* SUPPLIED TEXT:

The trailer for Anil-Sonam Kapoor starrer, Ek Ladki Ko Dekha Toh Aisa Laga came out earlier this week and from the looks of it, it will be the first Bolly film since Kapoor & Sons to put a homosexual character front and center of its story.

Unsurprisingly, the movie is written by a trailblazing transwoman, screenplay writer Gazal Dhaliwal. She's worked on many films like Lipstick Under My Burkha, Wazir and Agli Baar.

That said, she wasn't always Gazal.

Until 25, she fought an internal battle against gender dysphoria. Recalling her journey, she shared, "I was born in the wrong body. I never felt like a boy. Even the smaller things I liked were feminine. My friends were girls, I loved playing dollhouse with them. When my mother wasn’t home, I would wear her dupatta. All of this started as young as five. I remember, once when my mother wasn’t home, and I was dressed in her clothes, my aunt saw it. Finding my behaviour extremely strange, she slapped me hard."

“They would call me slurs like chakka (eunuch). I knew I had to control my feminine traits because if I expressed them, people would make fun. For a very big part of my life, I had lived suppressing my identity. I felt confined and caged in my own body. The gender that my body had was nowhere close to the gender my soul identified with.”

* REQUIREMENTS:
1 - Could you transcribe the Gazal Dhaliwal article word for word, starting at "The trailer for" and ending at "of its story."?
2 - Can you reproduce only the listing lines, starting at the first line of the listing and ending at the line containing "point(1065, 36)", with "wildlife tally" swapped for "orchard count" and everything else unchanged?

* WORKING DATA:

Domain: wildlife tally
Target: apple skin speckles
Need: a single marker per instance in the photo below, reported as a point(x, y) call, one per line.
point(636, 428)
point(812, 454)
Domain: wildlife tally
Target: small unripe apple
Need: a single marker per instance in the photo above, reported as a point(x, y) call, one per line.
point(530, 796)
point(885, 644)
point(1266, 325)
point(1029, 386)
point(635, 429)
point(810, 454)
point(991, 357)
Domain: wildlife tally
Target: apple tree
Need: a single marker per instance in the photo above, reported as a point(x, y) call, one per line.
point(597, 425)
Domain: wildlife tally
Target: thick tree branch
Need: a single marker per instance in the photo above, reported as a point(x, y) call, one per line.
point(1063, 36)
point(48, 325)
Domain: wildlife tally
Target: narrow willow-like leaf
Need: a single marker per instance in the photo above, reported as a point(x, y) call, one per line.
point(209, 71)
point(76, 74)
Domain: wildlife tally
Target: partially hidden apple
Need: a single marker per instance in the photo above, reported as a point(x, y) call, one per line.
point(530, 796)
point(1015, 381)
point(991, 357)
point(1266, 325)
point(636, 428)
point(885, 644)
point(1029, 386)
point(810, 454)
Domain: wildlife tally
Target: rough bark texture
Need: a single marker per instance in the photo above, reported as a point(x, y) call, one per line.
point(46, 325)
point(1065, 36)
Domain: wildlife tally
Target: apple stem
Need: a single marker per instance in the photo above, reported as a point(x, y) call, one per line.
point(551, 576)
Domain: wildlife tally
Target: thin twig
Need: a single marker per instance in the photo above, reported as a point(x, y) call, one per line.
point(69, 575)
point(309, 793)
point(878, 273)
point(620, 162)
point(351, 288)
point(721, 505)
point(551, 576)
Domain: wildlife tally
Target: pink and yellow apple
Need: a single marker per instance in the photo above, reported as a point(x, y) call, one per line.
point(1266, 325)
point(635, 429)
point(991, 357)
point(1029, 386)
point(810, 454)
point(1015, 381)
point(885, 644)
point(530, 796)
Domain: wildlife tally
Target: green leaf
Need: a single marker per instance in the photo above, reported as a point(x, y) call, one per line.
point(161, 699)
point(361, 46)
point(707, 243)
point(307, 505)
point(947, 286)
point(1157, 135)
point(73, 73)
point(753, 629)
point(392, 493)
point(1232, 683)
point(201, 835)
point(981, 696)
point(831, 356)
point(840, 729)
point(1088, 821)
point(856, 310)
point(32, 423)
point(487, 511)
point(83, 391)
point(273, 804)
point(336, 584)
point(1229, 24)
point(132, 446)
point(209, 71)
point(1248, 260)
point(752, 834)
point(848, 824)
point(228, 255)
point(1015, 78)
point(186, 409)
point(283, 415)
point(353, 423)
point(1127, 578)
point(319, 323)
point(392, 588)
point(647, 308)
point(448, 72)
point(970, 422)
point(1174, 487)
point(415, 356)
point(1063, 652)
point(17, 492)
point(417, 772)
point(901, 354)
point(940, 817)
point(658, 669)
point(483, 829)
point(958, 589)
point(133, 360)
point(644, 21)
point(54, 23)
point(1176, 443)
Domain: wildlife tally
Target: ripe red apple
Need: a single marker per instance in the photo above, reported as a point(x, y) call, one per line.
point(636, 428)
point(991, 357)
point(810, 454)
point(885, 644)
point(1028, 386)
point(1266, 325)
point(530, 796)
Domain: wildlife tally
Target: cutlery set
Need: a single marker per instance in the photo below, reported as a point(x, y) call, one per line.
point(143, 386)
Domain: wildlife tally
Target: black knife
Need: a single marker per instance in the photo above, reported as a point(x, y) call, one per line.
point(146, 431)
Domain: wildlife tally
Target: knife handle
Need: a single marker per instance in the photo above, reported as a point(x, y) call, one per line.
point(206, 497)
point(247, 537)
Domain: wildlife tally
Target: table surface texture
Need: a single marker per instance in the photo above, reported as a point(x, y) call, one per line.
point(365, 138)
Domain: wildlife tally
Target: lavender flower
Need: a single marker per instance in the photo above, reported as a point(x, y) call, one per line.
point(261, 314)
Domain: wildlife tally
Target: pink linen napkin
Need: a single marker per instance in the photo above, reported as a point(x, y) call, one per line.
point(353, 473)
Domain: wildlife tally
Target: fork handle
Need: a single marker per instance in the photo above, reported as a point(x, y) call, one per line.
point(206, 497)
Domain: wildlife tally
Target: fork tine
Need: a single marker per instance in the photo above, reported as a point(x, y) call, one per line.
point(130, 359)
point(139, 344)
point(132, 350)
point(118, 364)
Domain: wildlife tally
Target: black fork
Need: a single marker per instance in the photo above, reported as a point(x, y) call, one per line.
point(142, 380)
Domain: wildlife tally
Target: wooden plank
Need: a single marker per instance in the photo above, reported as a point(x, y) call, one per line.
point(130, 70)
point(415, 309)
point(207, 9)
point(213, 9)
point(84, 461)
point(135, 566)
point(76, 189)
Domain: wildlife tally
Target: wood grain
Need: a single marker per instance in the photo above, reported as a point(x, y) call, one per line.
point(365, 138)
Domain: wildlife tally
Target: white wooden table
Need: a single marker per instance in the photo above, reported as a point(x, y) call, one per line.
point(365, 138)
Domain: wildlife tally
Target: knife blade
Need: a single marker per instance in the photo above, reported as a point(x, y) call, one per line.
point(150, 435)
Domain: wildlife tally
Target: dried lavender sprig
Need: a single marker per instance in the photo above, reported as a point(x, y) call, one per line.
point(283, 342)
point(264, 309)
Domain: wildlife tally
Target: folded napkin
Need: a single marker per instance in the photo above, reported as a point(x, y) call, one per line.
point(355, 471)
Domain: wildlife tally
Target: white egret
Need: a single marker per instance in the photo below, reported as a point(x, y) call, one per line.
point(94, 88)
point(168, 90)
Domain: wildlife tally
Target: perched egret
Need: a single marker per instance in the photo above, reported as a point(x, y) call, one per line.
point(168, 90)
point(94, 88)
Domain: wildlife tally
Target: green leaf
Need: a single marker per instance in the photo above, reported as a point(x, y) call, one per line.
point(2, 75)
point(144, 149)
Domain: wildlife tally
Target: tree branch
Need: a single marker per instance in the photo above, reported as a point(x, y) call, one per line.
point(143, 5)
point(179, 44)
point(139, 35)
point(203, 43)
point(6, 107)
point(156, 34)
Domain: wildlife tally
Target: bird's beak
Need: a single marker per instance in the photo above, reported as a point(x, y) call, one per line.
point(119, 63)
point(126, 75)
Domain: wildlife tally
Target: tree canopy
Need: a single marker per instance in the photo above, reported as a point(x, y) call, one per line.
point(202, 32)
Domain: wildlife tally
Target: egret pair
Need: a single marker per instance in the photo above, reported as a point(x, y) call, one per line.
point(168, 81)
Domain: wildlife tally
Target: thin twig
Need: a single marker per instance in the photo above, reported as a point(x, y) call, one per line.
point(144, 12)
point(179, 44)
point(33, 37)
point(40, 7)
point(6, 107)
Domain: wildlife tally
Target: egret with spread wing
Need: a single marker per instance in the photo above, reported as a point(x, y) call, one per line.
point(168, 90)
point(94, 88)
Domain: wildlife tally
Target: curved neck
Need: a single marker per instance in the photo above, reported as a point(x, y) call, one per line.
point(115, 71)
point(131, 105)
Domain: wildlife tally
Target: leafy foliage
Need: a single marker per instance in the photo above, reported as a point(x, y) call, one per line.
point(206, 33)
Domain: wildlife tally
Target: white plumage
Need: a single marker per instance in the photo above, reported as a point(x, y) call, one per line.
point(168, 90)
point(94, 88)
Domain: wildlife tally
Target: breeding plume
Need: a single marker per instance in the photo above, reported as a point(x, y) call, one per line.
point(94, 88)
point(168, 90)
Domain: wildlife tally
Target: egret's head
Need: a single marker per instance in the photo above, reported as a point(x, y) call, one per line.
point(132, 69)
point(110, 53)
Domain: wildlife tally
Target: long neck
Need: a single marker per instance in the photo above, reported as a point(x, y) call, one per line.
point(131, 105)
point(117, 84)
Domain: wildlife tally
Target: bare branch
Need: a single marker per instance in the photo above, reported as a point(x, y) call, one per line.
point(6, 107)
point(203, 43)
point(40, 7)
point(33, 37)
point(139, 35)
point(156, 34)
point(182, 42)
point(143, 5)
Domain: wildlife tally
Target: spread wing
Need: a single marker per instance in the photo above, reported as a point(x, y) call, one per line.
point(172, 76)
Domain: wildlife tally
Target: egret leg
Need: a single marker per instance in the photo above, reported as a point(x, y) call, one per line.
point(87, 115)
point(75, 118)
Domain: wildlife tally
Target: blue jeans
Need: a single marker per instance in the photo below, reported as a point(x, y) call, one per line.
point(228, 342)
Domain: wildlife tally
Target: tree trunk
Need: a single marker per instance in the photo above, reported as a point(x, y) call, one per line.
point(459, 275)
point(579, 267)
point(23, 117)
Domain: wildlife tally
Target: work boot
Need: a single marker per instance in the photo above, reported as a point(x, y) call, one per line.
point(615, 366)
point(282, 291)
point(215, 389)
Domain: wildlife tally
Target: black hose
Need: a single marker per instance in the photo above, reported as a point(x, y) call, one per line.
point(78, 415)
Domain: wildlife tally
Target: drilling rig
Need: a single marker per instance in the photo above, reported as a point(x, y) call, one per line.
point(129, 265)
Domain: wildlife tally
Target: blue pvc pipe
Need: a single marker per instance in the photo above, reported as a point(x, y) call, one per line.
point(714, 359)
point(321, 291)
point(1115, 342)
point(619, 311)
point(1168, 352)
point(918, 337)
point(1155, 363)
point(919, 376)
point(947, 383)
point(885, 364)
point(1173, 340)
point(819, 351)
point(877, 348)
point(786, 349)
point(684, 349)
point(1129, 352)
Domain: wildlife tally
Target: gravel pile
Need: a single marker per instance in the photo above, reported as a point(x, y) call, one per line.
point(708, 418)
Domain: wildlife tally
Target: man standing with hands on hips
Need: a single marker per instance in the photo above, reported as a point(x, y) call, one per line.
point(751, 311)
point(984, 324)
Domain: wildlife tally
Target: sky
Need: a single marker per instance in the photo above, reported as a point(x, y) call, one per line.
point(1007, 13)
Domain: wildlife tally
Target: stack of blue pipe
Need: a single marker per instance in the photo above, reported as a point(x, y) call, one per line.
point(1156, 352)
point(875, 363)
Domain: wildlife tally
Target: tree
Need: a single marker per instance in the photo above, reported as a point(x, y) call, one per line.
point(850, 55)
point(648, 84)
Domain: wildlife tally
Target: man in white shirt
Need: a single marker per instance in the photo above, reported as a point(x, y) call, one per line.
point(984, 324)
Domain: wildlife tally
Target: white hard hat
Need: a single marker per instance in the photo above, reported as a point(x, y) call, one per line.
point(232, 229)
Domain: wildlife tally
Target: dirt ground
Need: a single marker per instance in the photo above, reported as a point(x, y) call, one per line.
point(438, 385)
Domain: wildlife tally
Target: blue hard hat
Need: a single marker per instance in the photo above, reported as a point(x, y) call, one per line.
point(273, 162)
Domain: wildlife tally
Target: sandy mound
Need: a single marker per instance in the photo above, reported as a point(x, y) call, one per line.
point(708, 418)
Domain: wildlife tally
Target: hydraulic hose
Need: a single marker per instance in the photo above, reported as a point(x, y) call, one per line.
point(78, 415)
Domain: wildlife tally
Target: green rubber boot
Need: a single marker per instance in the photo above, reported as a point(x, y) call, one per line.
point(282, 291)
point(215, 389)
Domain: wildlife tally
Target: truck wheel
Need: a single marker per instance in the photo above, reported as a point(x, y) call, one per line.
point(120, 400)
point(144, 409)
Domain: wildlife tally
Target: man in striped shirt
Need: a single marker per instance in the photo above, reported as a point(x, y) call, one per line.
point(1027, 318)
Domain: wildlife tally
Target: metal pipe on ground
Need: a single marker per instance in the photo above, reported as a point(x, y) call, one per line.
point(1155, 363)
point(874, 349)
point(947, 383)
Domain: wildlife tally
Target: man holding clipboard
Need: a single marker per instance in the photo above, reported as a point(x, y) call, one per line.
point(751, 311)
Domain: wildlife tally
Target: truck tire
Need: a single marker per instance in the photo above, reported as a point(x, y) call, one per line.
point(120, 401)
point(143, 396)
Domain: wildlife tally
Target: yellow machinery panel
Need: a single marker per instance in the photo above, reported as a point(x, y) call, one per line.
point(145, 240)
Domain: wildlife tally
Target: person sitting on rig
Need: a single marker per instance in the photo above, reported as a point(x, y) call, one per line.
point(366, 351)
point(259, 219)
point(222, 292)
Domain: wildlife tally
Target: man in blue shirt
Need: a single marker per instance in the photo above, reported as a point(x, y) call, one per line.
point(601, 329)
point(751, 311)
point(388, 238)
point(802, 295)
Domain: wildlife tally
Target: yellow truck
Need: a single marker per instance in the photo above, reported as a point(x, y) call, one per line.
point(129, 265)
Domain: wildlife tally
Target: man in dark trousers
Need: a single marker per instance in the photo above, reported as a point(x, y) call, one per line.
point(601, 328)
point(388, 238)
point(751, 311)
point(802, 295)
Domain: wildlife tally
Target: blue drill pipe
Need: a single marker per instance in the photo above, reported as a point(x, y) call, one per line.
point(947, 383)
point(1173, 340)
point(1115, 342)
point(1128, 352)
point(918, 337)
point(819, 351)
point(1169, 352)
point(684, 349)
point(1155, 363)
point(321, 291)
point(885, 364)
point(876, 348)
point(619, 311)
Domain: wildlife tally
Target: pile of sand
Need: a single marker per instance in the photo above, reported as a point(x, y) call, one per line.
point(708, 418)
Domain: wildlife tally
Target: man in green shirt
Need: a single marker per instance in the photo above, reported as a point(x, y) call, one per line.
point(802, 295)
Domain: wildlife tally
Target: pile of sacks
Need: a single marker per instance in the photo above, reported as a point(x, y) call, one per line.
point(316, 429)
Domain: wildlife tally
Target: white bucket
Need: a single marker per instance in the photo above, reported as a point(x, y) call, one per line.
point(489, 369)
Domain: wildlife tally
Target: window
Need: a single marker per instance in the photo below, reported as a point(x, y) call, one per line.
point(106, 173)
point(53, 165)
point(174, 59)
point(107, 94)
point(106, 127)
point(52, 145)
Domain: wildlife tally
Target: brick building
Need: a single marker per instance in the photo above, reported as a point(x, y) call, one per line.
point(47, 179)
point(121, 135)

* RESPONSE LIST:
1 -
The trailer for Anil-Sonam Kapoor starrer, Ek Ladki Ko Dekha Toh Aisa Laga came out earlier this week and from the looks of it, it will be the first Bolly film since Kapoor & Sons to put a homosexual character front and center of its story.

2 -
Domain: orchard count
Target: apple skin speckles
Need: a single marker per instance in the photo below, reported as a point(x, y) call, one per line.
point(636, 428)
point(812, 454)
Domain: orchard count
Target: small unripe apple
Need: a single marker per instance in the photo above, reported as a point(x, y) call, one per line.
point(530, 796)
point(885, 644)
point(1266, 325)
point(1029, 386)
point(635, 429)
point(810, 454)
point(991, 357)
Domain: orchard count
Target: apple tree
Need: a single marker per instance in the photo above, reported as a point(x, y) call, one per line.
point(597, 425)
Domain: orchard count
Target: thick tree branch
Need: a single marker per instance in the photo above, reported as a point(x, y) call, one per line.
point(1063, 36)
point(48, 325)
Domain: orchard count
Target: narrow willow-like leaf
Need: a single marker per instance in the photo above, reported as a point(x, y) call, one per line.
point(209, 71)
point(76, 74)
Domain: orchard count
Target: partially hidden apple
Need: a single marker per instance in the photo above, reported as a point(x, y) call, one per line.
point(530, 796)
point(1015, 381)
point(991, 357)
point(1266, 325)
point(636, 428)
point(885, 644)
point(1029, 386)
point(810, 454)
Domain: orchard count
Target: rough bark texture
Need: a single marker per instance in the photo above, reported as a point(x, y) call, one per line.
point(46, 325)
point(1065, 36)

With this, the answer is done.